▸ INPUT DATA

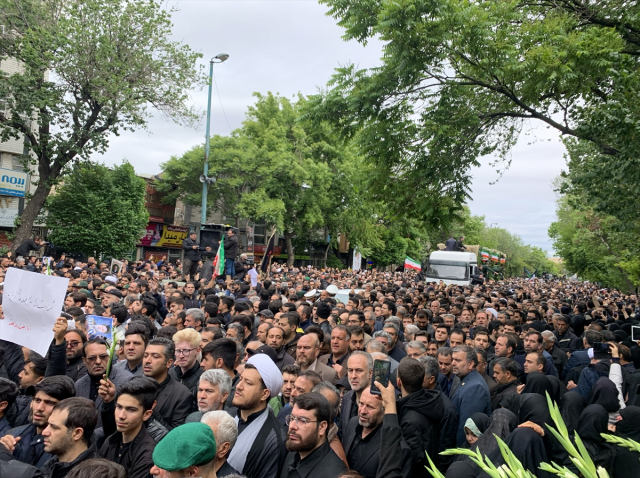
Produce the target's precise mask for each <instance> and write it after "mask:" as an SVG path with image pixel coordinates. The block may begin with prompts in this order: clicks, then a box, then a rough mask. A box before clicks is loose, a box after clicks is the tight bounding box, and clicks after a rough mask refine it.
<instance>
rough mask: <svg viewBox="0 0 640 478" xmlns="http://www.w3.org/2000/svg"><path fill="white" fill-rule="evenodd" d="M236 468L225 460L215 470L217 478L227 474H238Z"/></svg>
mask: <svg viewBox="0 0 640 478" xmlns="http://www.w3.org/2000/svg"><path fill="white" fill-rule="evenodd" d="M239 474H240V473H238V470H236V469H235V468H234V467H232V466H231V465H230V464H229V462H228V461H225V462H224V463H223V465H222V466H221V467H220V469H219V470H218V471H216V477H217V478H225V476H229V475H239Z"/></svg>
---
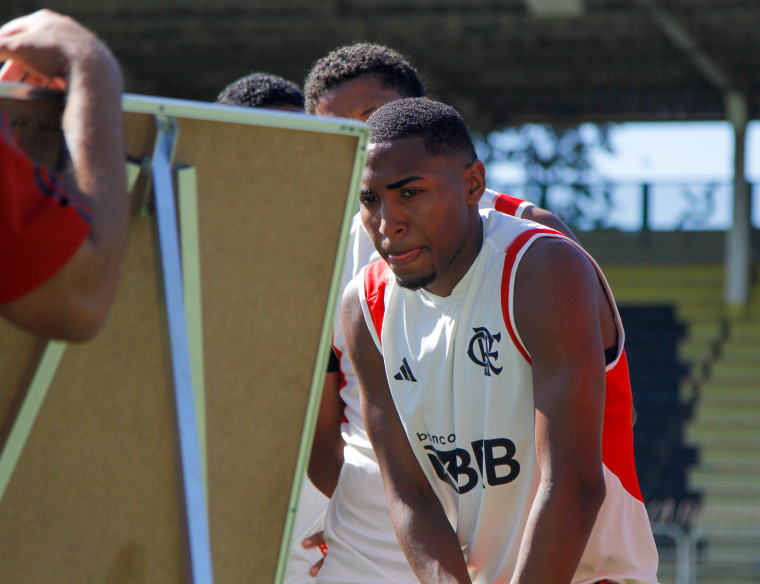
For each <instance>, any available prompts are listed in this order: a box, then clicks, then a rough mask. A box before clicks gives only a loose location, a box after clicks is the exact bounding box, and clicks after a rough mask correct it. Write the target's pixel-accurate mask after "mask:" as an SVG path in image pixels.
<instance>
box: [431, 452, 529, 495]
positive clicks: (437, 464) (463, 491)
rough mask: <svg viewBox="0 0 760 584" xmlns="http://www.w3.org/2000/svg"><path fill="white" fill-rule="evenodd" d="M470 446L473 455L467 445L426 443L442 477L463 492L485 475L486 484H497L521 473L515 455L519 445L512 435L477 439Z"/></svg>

▸ ABOUT THIS TASK
In the records above, copy out the part that begins with the line containing "For each <instance>, any" and ends with the line containing "positive clicks: (437, 464) (463, 491)", including both of those lines.

▸ TASK RESPONSE
For each <instance>, any available prompts are listed in this order: a box, then clicks, then a rough mask. A box before clicks gives only a loose location, a box after clicks is the exact bounding box, and clicks after a rough mask correct it. Write the target's pixel-accurate mask after "mask:" as an SVG path in image pixels.
<instance>
box: [431, 452, 529, 495]
positive clicks: (437, 464) (463, 491)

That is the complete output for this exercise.